Short problem: Return each of the entries below line for line, without changing anything.

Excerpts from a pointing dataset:
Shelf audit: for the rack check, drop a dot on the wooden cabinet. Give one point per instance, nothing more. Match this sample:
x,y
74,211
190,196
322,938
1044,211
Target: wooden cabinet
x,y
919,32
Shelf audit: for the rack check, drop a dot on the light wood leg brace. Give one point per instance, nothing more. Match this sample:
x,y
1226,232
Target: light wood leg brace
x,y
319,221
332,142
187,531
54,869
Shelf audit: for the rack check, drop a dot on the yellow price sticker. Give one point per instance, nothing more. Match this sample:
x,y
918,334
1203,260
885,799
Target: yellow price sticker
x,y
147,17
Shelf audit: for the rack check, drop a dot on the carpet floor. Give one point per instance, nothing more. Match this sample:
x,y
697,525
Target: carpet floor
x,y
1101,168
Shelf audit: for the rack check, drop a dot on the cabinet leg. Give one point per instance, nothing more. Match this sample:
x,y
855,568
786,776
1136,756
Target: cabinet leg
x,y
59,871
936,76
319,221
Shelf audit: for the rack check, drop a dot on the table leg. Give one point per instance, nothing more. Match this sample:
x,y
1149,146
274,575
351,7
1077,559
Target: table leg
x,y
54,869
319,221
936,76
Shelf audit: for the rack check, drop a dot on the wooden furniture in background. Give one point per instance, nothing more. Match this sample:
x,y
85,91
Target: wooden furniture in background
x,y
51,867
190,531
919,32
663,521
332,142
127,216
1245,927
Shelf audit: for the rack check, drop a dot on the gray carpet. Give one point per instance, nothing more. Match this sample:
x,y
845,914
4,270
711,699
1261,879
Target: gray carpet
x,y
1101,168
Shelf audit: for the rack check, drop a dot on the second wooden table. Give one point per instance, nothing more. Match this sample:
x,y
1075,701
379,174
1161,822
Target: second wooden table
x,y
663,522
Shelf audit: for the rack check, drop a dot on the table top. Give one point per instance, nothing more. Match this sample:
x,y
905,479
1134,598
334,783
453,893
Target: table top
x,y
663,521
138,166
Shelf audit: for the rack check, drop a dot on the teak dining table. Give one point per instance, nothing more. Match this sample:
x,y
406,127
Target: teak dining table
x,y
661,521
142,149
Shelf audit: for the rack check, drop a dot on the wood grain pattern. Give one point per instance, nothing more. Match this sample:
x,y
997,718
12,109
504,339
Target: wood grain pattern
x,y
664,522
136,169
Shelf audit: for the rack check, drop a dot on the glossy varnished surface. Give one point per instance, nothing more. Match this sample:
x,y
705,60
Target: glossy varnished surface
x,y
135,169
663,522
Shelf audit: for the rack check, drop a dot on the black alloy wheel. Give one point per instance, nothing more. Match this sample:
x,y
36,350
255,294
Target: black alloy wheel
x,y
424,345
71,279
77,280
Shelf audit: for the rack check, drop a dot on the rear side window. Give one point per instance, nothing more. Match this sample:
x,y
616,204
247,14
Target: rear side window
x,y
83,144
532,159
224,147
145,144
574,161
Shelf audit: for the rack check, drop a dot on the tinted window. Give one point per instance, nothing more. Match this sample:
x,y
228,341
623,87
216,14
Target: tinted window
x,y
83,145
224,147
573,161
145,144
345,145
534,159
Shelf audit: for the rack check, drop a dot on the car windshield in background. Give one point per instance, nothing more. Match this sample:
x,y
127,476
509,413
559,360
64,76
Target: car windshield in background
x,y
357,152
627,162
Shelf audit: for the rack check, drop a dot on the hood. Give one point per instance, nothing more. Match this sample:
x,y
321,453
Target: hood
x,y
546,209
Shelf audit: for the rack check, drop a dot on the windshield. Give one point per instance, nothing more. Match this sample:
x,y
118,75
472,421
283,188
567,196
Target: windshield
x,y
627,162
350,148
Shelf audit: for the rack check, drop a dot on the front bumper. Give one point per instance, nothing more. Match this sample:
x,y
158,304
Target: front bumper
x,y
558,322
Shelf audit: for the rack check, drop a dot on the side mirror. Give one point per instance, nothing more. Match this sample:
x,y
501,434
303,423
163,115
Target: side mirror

Response below:
Shelf audit: for the rack check, drop a dot on the wooden cabinet. Give one point per instance, nothing more. Match this sample:
x,y
74,211
190,196
322,938
1044,211
Target: wooden cabinet
x,y
919,32
Shelf audit: for the rack check, drop a dot on the light wood leg brace. Give one point per instance, nothing more. Match this sample:
x,y
1226,232
Target: light wood leg brace
x,y
319,221
332,142
187,531
54,869
Shelf audit: for the rack check, drop a dot on the yellow price sticker. Give one point per instance, nothing more. Match this sample:
x,y
918,334
1203,260
885,799
Target: yellow price sticker
x,y
147,17
Shelf audit: for the rack check, drop a dot on the carpet floor. Give one point per instance, nothing more. Match this sample:
x,y
697,525
Target: carpet floor
x,y
1101,168
Shelf audit: for the rack check, drop a dot on the cabinet leg. Give one point per instance, nothing more. Match this sample:
x,y
855,568
786,776
1136,756
Target: cabinet leg
x,y
59,871
936,76
319,221
Shelf audit: for the rack check, drop a dot on the table leg. Give one point per instance, nothing more. Match this sample:
x,y
1149,146
274,575
351,7
1077,559
Target: table leg
x,y
54,869
319,221
936,76
Shelf audit: for the rack check, drop a dot on the wooden furniture in background. Give one point per instance, nothing more. Match this sample:
x,y
85,91
Target: wooden furniture in background
x,y
51,867
190,531
919,32
663,521
332,142
127,216
1245,927
Shelf audit: for the rack check, drop a dot on the gray carpet. Give one point per instance, nothing more. Match this sample:
x,y
845,914
4,270
711,699
1261,879
Target: gray carpet
x,y
1101,168
Shelf audit: for the rack check, drop a dot on the second wooden table. Give one point per instance, nothing more. Match this sample:
x,y
1075,701
379,174
1161,822
Target: second wooden table
x,y
663,522
Shelf audit: for the rack check, drop a dot on the table top. Give one point per instance, nothing more. Match this sample:
x,y
905,479
1134,598
334,783
453,893
Target: table top
x,y
663,521
138,166
Shelf audit: for the rack check, drop a dot on the teak dining table. Give one point per instance, nothing more. Match this sample:
x,y
406,127
Target: teak dining table
x,y
661,521
142,149
Shelf audit: for the rack check, drop a dot on the wood grain pattern. Give one point per instance, nothing more. Match this sample:
x,y
997,718
12,109
504,339
Target: wood grain pattern
x,y
664,522
136,169
Shelf audit: for the rack check, drop a dot on the glossy varnished surface. Give one point per instance, nothing more. Match this sample:
x,y
705,60
Target: glossy varnished surface
x,y
135,169
663,522
Shelf audit: for the rack check, drop a dot on the black alloy wheel. Give one point per instance, nothing more. Match this sample:
x,y
36,350
255,294
Target: black alloy wheel
x,y
424,345
71,279
77,280
Shelf audit: for the rack check, drop a dot on the rear side window. Give one point per instance, nothing more. Match this sample:
x,y
616,204
247,14
Target: rear side window
x,y
83,144
532,159
224,147
145,144
574,161
Shelf audit: for the rack check, drop a dot on the tinted window. Give one point per instance, nothing more. Match this sample:
x,y
228,341
623,87
216,14
Target: tinted window
x,y
83,145
224,147
573,161
145,144
345,145
534,159
Shelf audit: for the rack check, drop a dot on the car windshield in background. Give one point per instance, nothing more. Match this sample:
x,y
127,476
509,413
559,360
64,76
Target: car windshield in background
x,y
357,152
627,162
Shelf audit: for the rack check, drop a dot on the hood. Give one point per instance, nothing more. Match this sample:
x,y
321,453
Target: hood
x,y
546,209
Shelf audit: for the rack check, drop a dot on the windshield. Give one point per instance, nothing more. Match this sample:
x,y
118,75
472,421
283,188
567,196
Target: windshield
x,y
627,162
350,148
Shelf audit: for the rack check, drop a dot on the front bumper. Give one point per instance, nothing more. Match this sample:
x,y
158,304
Target: front bumper
x,y
558,322
Shelf audit: for the rack check, drop a dot on the side mirror. Give one point per instance, nothing more. Match this sample:
x,y
501,434
303,423
163,115
Target: side mirror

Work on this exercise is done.